§ **Work task**
Count every line that includes the string "prompts" in the entries that follow. Nothing besides the number is needed.

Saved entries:
※

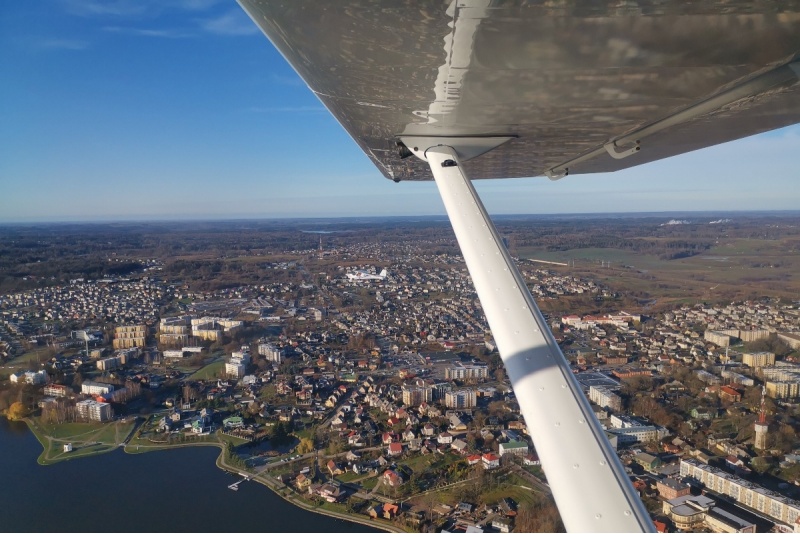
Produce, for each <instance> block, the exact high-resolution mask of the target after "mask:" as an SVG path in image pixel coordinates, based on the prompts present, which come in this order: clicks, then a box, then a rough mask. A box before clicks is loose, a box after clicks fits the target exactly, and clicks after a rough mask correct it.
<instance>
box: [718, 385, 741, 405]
mask: <svg viewBox="0 0 800 534" xmlns="http://www.w3.org/2000/svg"><path fill="white" fill-rule="evenodd" d="M719 398H721V399H722V400H726V401H730V402H740V401H741V400H742V394H741V393H740V392H739V391H737V390H736V389H734V388H732V387H730V386H722V387H721V388H719Z"/></svg>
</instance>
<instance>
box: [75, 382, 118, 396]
mask: <svg viewBox="0 0 800 534" xmlns="http://www.w3.org/2000/svg"><path fill="white" fill-rule="evenodd" d="M112 391H114V386H113V385H111V384H100V383H98V382H90V381H88V380H87V381H86V382H84V383H83V384H81V393H83V394H84V395H107V394H108V393H111V392H112Z"/></svg>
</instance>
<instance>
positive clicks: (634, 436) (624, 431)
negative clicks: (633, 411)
mask: <svg viewBox="0 0 800 534" xmlns="http://www.w3.org/2000/svg"><path fill="white" fill-rule="evenodd" d="M609 423H610V424H611V428H609V429H607V431H608V432H609V433H611V434H613V435H615V436H616V437H617V443H618V444H619V445H625V444H629V443H637V442H640V443H647V442H650V441H658V440H660V439H662V438H664V437H666V436H668V435H669V431H668V430H667V429H666V428H662V427H658V426H655V425H647V424H645V423H642V422H641V421H638V420H636V419H634V418H632V417H628V416H625V415H612V416H611V417H609Z"/></svg>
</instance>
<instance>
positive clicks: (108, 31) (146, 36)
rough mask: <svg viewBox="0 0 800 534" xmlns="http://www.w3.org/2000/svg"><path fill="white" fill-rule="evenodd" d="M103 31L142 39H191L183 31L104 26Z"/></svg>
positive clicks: (170, 29)
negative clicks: (156, 38)
mask: <svg viewBox="0 0 800 534" xmlns="http://www.w3.org/2000/svg"><path fill="white" fill-rule="evenodd" d="M103 31H106V32H112V33H123V34H127V35H139V36H142V37H160V38H164V39H184V38H186V37H192V34H191V33H189V32H186V31H183V30H176V29H153V28H127V27H122V26H105V27H104V28H103Z"/></svg>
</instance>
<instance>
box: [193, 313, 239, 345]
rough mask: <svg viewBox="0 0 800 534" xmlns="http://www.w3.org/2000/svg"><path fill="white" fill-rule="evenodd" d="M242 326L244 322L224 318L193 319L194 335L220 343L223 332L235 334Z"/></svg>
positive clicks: (193, 335) (201, 337)
mask: <svg viewBox="0 0 800 534" xmlns="http://www.w3.org/2000/svg"><path fill="white" fill-rule="evenodd" d="M242 324H243V323H242V321H236V320H233V319H223V318H222V317H201V318H199V319H192V335H193V336H195V337H197V338H200V339H203V340H206V341H218V340H220V339H222V333H223V332H225V333H231V332H234V331H235V330H237V329H239V328H241V326H242Z"/></svg>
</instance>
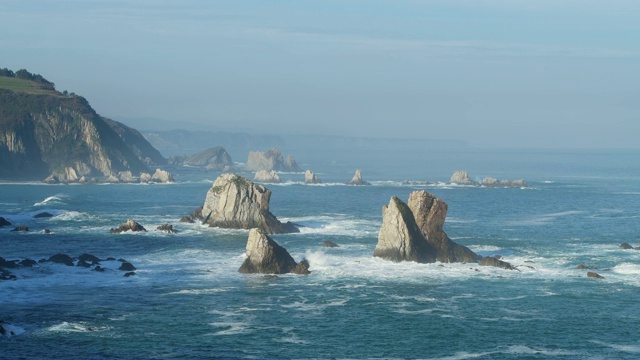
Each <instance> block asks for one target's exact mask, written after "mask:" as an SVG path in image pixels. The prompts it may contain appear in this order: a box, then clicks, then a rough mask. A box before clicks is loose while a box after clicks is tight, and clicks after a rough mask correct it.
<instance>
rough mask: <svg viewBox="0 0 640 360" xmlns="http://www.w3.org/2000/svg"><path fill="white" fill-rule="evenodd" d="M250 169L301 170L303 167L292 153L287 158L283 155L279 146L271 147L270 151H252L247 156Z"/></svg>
mask: <svg viewBox="0 0 640 360" xmlns="http://www.w3.org/2000/svg"><path fill="white" fill-rule="evenodd" d="M246 169H247V170H248V171H259V170H267V171H271V170H275V171H283V172H301V171H302V169H301V168H300V166H298V163H297V162H296V160H295V159H294V158H293V156H291V155H287V157H286V158H283V157H282V152H280V150H279V149H277V148H271V149H270V150H268V151H265V152H262V151H251V152H249V157H248V158H247V166H246Z"/></svg>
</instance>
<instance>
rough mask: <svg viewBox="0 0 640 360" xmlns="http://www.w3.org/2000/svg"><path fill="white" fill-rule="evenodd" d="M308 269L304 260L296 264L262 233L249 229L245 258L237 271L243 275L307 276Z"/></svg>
mask: <svg viewBox="0 0 640 360" xmlns="http://www.w3.org/2000/svg"><path fill="white" fill-rule="evenodd" d="M308 267H309V264H308V262H307V261H305V260H303V261H301V262H300V264H298V263H296V261H295V260H294V259H293V257H291V255H290V254H289V253H288V252H287V250H286V249H285V248H283V247H282V246H280V245H278V243H276V242H275V241H274V240H273V239H271V238H270V237H269V236H267V234H265V232H264V231H262V230H260V229H251V231H250V232H249V238H248V239H247V258H246V259H245V261H244V262H243V263H242V265H241V266H240V269H238V271H239V272H241V273H245V274H255V273H258V274H288V273H297V274H308V273H309V271H308Z"/></svg>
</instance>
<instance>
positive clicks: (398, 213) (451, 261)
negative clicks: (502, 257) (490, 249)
mask: <svg viewBox="0 0 640 360" xmlns="http://www.w3.org/2000/svg"><path fill="white" fill-rule="evenodd" d="M446 215H447V204H446V203H445V202H444V201H442V200H440V199H438V198H436V197H435V196H433V195H431V194H429V193H428V192H426V191H414V192H413V193H411V195H410V196H409V205H407V204H405V203H404V202H402V200H400V199H398V198H397V197H395V196H394V197H392V198H391V201H390V202H389V205H387V206H385V207H383V209H382V226H381V227H380V232H379V233H378V244H377V245H376V248H375V250H374V253H373V256H376V257H381V258H384V259H388V260H392V261H416V262H419V263H429V262H435V261H440V262H477V261H479V260H480V256H478V255H477V254H475V253H474V252H473V251H471V250H470V249H469V248H467V247H465V246H462V245H459V244H456V243H455V242H453V241H452V240H451V239H449V237H448V236H447V234H446V233H445V232H444V231H443V229H442V227H443V225H444V221H445V217H446Z"/></svg>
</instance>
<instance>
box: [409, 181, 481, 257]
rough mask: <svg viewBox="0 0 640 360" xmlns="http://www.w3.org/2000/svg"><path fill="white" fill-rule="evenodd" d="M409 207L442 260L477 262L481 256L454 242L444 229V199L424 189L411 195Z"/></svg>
mask: <svg viewBox="0 0 640 360" xmlns="http://www.w3.org/2000/svg"><path fill="white" fill-rule="evenodd" d="M408 205H409V208H410V209H411V212H412V213H413V215H414V218H415V220H416V224H417V225H418V228H420V232H421V233H422V236H423V237H424V238H425V239H426V240H427V242H428V243H429V244H430V245H431V246H432V247H433V248H434V249H435V250H436V259H437V260H438V261H440V262H477V261H478V260H480V256H478V255H477V254H476V253H474V252H473V251H471V250H470V249H469V248H467V247H466V246H462V245H459V244H456V243H455V242H453V241H452V240H451V239H449V237H448V236H447V234H446V233H445V232H444V230H443V226H444V222H445V219H446V217H447V210H448V206H447V203H445V202H444V201H443V200H441V199H438V198H437V197H435V196H433V195H432V194H430V193H428V192H426V191H424V190H422V191H414V192H412V193H411V195H409V203H408Z"/></svg>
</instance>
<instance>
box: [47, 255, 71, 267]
mask: <svg viewBox="0 0 640 360" xmlns="http://www.w3.org/2000/svg"><path fill="white" fill-rule="evenodd" d="M47 261H50V262H53V263H56V264H65V265H67V266H73V259H72V258H71V257H70V256H69V255H66V254H55V255H53V256H51V257H50V258H49V259H48V260H47Z"/></svg>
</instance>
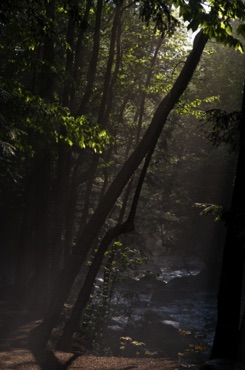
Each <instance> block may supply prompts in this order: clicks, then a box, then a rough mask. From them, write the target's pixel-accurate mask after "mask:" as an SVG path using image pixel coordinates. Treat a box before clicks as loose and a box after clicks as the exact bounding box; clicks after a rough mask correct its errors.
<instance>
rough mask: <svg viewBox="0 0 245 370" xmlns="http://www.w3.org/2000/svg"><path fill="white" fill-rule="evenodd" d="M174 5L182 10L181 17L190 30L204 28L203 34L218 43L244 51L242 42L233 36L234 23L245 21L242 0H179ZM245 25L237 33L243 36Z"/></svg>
mask: <svg viewBox="0 0 245 370" xmlns="http://www.w3.org/2000/svg"><path fill="white" fill-rule="evenodd" d="M174 4H175V5H176V6H178V7H179V8H180V16H182V17H183V19H184V21H185V22H188V26H187V27H188V29H190V30H192V31H193V32H195V31H196V30H197V29H198V28H202V30H203V32H204V33H205V34H207V35H208V36H209V38H214V39H215V40H216V41H217V42H220V43H222V44H224V45H228V46H232V47H234V48H235V49H236V50H240V51H243V45H242V43H241V41H240V40H239V39H237V38H235V37H234V36H233V29H232V26H233V24H232V21H233V20H234V19H239V20H244V19H245V8H244V2H243V1H242V0H235V1H232V2H230V1H224V0H218V1H214V0H210V1H205V2H204V1H203V0H196V1H191V0H190V1H188V2H186V1H185V0H177V1H174ZM243 29H244V25H239V26H238V28H237V30H236V32H237V34H238V35H239V34H243Z"/></svg>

※

§ **Exercise result**
3